Excerpt -
━━━━━━━━━━━━━━━━

Bethesda have been tweeting the #12daysoffallout giving away prizes, I really want the Fallout monopoly game. 

Settlements size are based on your charisma. I think the number of settlers you can have is 10 + your charisma, including mods. So at the moment I have 7 Charisma, but am always wearing two items that boost my charisma to 9, so my major settlements have 19 odd settlers. Remember you must have more defence than food and water resources combined at a settlement to avoid constant raider assaults.

At level 50 I finally reached the institute and wish I'd gotten there sooner. Althought;



Spoiler



My trip through the glowing sea was very rough, I went through over 1,000 5.56mm rounds using "VERA" my extremely heavily modified assault rifle, and am kicking myself I sold a hunter assault rifle a few  days before hand




My current companion Curie 



Spoiler



Is tremendous fun, although helping a robot with a ludicrously sexy french accent  into a synth body and then help her navigate these strange emotions and sensations while wooing her, sounds like a very specific kind of slash fiction



I'm now on enforced hiatus till January......Sigh...


----------



## ruffneck23 (Dec 23, 2015)

Man sues Fallout 4 developer Bethesda over 'addiction' to game

dick lol


----------



## 8den (Dec 23, 2015)

ruffneck23 said:


> Man sues Fallout 4 developer Bethesda over 'addiction' to game
> 
> dick lol



I wonder if that would work with crack..


----------



## UnderAnOpenSky (Dec 24, 2015)

My corn doesn't seem to be growing. It's planted but there is nothing to harvest and it's been a while. 

I also juat went for a wonder and found an Alpha Death Claw. That didn't end well.

━━━━━━━━━━━━━━━━

What to do - Write the next part of the Fallout 4 forum thread above, picking up after its final post.

━━━━━━━━━━━━━━━━

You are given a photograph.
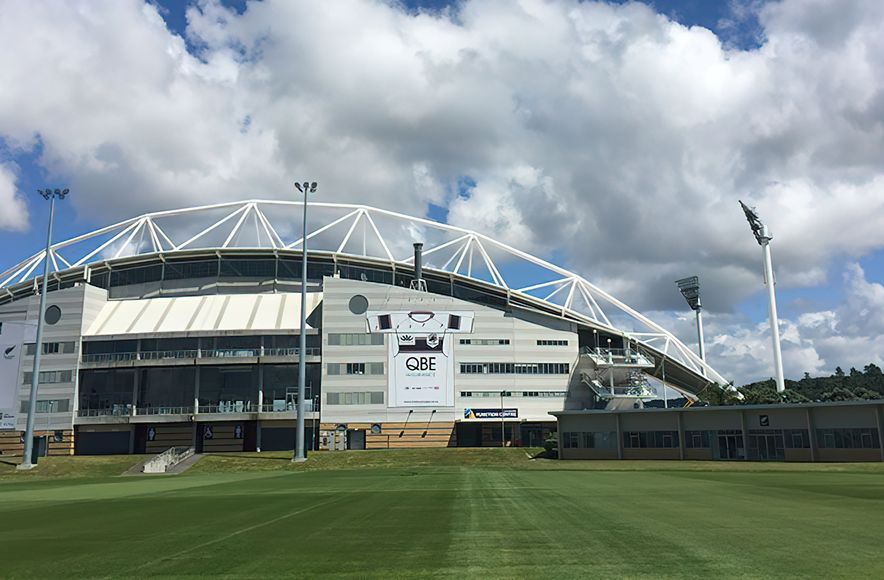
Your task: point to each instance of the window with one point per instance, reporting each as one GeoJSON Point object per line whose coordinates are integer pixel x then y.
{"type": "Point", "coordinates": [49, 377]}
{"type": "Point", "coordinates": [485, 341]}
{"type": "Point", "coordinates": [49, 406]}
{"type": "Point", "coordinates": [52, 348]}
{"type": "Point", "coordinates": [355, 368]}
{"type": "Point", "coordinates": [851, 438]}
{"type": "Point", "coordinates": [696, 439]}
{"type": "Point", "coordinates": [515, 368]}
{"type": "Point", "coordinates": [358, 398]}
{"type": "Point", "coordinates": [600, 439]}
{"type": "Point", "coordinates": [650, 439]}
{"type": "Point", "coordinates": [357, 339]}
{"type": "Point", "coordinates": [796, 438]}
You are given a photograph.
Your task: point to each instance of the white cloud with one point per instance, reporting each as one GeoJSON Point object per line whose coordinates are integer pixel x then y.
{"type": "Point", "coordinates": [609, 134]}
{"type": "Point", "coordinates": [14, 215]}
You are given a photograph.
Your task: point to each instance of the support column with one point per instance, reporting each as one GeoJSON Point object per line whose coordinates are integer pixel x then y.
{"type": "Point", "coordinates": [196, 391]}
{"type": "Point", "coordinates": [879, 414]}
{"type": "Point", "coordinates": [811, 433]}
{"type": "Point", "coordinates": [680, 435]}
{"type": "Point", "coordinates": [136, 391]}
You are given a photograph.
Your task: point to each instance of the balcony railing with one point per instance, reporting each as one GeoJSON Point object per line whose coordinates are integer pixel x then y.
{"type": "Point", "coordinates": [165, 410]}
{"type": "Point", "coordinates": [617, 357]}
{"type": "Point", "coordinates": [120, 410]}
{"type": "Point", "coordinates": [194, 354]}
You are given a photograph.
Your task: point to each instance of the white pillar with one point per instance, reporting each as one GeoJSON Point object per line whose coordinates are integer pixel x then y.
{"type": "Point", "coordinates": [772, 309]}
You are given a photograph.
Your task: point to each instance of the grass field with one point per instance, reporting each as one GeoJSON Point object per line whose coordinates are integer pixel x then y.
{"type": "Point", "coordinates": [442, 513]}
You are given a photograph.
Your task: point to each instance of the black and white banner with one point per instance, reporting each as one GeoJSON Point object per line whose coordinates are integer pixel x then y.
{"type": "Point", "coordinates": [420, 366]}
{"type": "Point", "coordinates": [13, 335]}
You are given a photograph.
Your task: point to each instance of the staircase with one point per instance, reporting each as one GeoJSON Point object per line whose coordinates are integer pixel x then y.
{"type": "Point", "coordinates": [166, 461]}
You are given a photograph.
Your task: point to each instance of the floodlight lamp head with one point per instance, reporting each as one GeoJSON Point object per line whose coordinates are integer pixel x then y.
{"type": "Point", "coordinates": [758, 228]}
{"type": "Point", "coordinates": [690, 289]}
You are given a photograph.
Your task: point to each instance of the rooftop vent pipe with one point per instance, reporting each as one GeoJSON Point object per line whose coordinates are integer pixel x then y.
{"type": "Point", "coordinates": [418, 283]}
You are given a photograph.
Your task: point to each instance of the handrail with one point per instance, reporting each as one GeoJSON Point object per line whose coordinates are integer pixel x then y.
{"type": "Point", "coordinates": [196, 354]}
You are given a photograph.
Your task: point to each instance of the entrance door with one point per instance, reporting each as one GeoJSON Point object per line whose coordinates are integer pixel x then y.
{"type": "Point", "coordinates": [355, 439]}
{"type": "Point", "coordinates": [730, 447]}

━━━━━━━━━━━━━━━━

Response -
----------



## UnderAnOpenSky (Dec 24, 2015)

In case nobody has posted it yet

Zero Punctuation : Fallout 4


----------



## 8den (Dec 24, 2015)

Global Stoner said:


> My corn doesn't seem to be growing. It's planted but there is nothing to harvest and it's been a while.
> 
> I also juat went for a wonder and found an Alpha Death Claw. That didn't end well.



Do you have people tending to it? 

Go up to it and try to pick it and you'll hear "I need to assign someone to this" 
Which means you need to pick a settler to assign to it. 

I had loads of settlers in good neighbour but could never find them. Then one day I found six sulking behind a collapsed house like kids skiving off behind the bike shed.


I came across a sleeping alpha deathclaw and shot up some jet and lobbed two plasma grenades at him. 

Stick a couple of points in demolition grenades do 50% more damage and you get a throwing arc at level two that makes them MUCH more accurate.


----------



## UnderAnOpenSky (Dec 24, 2015)

Yet more perks to get! I've actually got a couple of nukes but we're saving them, so they were back at the settlement. 

Ive got someone growing my other crops. Do I need to separately assign them?


----------



## Vintage Paw (Dec 24, 2015)

In workshop mode, when you hover over the corn is the person icon red or blue? If it's blue that specific corn is assigned to someone. If it's red it is not. Just assign a non-assigned settler to one of the red icon corn and they will auto assign to a certain number of other red icon corn too. They can only do a limited number, which is why you need more than one person tending your crops.


----------



## 8den (Dec 24, 2015)

Global Stoner said:


> Yet more perks to get! I've actually got a couple of nukes but we're saving them, so they were back at the settlement.



The thing about nukes and a fat man is that it's simply too heavy to lug around all the time. You tend to grab it before you know there a big ruck. 

There's a location that I've been sent to a few times for various missions. It's out door and has a lot of levelled super mutants. Now whenever I go there I grab power armour a assault rifle missile launcher and fat man
. 
But always carry lots of grenades. They improved throwing from previous versions. You can equip grenades without Unequipping your weapon and with a hot key you have grenades and Molotovs a plenty.  




> Ive got someone growing my other crops. Do I need to separately assign them?



Yes. I'm not sure the exact number of crops one settler can tend to. But you need multiple


----------



## UnderAnOpenSky (Dec 24, 2015)

Nice one. Now how to find where my dam settlers are and if they are doing something useful.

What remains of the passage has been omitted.